=== Document segment ===

::::::::

Academic journal article Journal of Higher Education

Beyond Boyer's 'Scholarship Reconsidered': Fundamental Change in the University and the Socioeconomic Systems

Academic journal article Journal of Higher Education

Beyond Boyer's 'Scholarship Reconsidered': Fundamental Change in the University and the Socioeconomic Systems

Article excerpt

The task for a modern industrial society is to achieve . . . a society which is really based on free voluntary participation of people who produce and create, live their lives freely within institutions they control, and with limited hierarchical structures, possibly none at all.

Noam Chomsky


There is considerable debate over the meaning of scholarship with much of the impetus coming recently from Boyer's Scholarship Reconsidered. Boyer's (1990) challenge to himself was "to define the work of faculty in ways that enrich, rather than restrict, the quality of campus life" (p. 1). He suggested that "[at] the very heart of the current debate - the single concern around which all others pivot - is the issue of faculty time. What is really being called into question is the reward system and the key issue is this: what activities of the professoriate are most highly prized?" (p. xi).

In this article we argue that, despite Boyer's well-intentioned efforts to foster debate and discussion about scholarship, his analysis fails largely because he ignores the socioeconomic context of universities and the purposes universities have historically served. Boyer (1990) never fully addresses the questions "most highly prized by whom?" and "most highly prized for what?" Nor has he identified the most salient issue concerning change - the organizational (social) structure of the university itself.

Boyer assumes the reward system to be a necessary part of scholarship. He and others in education have ignored almost thirty years of research and theory which show that rewards (and punishment) are more closely connected to the control of others than to an increase in quality of instruction and research. As such, rewards of this type have deleterious impact upon things putatively valued in education, including production, self-actualization, and intrinsic motivation. Without denying the importance of "acknowledgment" and economic security, we take the opposite view and suggest that rewards support the structures of domination. It is these authoritarian structures themselves which put restriction on scholarship and therefore are in need of change. Although we use the important work of Boyer as impetus for this discussion, this article is aimed less specifically at Boyer, except to provide contrast. Rather, it is more of a general prolegomenon pointing toward an alternative approach to bring about needed changes in the university.

::::::::

Coordinate annotation records
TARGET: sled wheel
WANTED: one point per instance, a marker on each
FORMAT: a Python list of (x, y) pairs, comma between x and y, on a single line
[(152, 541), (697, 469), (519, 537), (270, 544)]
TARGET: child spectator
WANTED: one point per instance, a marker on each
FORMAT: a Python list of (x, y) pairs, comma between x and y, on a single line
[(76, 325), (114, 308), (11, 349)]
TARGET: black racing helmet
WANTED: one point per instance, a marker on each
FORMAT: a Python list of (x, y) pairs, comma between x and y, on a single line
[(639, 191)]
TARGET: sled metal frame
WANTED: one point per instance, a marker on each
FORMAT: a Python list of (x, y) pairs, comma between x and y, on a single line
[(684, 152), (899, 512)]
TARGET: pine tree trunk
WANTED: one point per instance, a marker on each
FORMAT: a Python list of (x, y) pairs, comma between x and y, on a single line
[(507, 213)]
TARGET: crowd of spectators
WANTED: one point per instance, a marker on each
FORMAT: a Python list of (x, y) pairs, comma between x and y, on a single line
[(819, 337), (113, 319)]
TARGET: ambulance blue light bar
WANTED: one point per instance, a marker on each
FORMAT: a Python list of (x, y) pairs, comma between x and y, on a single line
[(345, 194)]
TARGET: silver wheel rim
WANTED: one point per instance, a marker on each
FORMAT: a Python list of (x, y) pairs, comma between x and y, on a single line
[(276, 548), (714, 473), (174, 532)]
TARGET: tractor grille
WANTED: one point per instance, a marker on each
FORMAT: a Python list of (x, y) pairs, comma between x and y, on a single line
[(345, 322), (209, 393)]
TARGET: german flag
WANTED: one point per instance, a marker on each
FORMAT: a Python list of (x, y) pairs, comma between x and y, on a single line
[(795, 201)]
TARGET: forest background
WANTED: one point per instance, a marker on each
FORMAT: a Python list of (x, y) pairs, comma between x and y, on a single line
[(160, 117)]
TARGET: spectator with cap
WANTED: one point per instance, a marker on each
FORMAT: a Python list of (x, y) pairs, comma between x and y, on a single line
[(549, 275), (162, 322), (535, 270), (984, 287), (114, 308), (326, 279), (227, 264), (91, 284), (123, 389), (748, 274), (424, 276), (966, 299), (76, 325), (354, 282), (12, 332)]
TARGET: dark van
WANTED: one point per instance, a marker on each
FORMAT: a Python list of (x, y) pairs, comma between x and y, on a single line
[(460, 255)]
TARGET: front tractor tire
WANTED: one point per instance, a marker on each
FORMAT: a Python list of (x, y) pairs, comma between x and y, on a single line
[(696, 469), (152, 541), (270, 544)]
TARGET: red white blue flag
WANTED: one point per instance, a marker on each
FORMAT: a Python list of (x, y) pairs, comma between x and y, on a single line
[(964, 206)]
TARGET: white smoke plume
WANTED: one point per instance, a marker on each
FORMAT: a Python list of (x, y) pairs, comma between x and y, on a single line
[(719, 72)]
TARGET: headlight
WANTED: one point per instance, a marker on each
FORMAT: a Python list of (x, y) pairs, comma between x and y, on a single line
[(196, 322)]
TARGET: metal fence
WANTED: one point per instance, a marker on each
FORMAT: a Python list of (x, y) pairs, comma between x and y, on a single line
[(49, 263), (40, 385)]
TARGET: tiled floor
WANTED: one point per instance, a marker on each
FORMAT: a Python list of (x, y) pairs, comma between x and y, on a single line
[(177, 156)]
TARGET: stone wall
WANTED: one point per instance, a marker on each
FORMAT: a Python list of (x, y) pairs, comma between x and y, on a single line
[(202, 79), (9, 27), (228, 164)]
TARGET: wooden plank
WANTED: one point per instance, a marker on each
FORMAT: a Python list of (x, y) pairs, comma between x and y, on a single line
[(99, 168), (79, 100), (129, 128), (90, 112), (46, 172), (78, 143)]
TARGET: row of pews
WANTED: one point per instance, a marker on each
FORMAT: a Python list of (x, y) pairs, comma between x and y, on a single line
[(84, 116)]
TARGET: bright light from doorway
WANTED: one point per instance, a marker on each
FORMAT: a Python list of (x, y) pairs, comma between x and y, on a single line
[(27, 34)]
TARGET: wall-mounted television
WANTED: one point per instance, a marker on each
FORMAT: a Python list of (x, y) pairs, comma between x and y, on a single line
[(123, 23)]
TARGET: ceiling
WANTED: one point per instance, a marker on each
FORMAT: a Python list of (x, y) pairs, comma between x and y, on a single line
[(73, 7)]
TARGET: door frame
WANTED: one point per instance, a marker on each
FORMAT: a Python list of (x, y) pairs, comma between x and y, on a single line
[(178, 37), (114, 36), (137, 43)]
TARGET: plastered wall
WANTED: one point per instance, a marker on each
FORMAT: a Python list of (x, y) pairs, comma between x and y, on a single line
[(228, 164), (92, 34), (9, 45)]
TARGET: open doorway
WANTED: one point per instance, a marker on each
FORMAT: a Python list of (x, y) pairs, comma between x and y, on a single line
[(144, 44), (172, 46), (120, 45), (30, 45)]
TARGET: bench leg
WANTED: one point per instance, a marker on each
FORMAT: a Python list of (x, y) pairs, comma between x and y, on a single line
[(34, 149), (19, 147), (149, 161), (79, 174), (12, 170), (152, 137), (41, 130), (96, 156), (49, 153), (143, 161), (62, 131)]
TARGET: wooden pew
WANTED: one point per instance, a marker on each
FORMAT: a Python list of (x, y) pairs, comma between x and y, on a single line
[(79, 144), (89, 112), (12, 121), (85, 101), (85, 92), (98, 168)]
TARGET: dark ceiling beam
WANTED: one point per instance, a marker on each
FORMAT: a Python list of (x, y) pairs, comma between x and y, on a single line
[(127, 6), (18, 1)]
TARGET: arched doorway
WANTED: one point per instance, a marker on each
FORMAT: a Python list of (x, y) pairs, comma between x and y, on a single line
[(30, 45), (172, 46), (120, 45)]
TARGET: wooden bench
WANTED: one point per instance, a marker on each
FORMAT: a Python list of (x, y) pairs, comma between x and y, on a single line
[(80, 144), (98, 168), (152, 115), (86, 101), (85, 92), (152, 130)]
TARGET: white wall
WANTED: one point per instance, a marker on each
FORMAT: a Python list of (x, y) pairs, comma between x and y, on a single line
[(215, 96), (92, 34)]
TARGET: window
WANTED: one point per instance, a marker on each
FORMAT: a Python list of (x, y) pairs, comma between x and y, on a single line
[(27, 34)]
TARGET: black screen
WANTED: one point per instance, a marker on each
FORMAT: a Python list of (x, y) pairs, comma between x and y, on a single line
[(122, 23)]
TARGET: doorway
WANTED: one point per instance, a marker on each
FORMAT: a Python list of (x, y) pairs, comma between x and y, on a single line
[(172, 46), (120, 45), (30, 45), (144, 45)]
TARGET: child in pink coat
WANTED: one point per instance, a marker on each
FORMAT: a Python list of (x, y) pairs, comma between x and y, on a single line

::::::::

Revise the excerpt on Boyer's scholarship between "In this article" and "the university itself.", inclusive, so that "socioeconomic context" becomes "economic context". The material has no connection to the excerpt on Boyer's scholarship.

In this article we argue that, despite Boyer's well-intentioned efforts to foster debate and discussion about scholarship, his analysis fails largely because he ignores the economic context of universities and the purposes universities have historically served. Boyer (1990) never fully addresses the questions "most highly prized by whom?" and "most highly prized for what?" Nor has he identified the most salient issue concerning change - the organizational (social) structure of the university itself.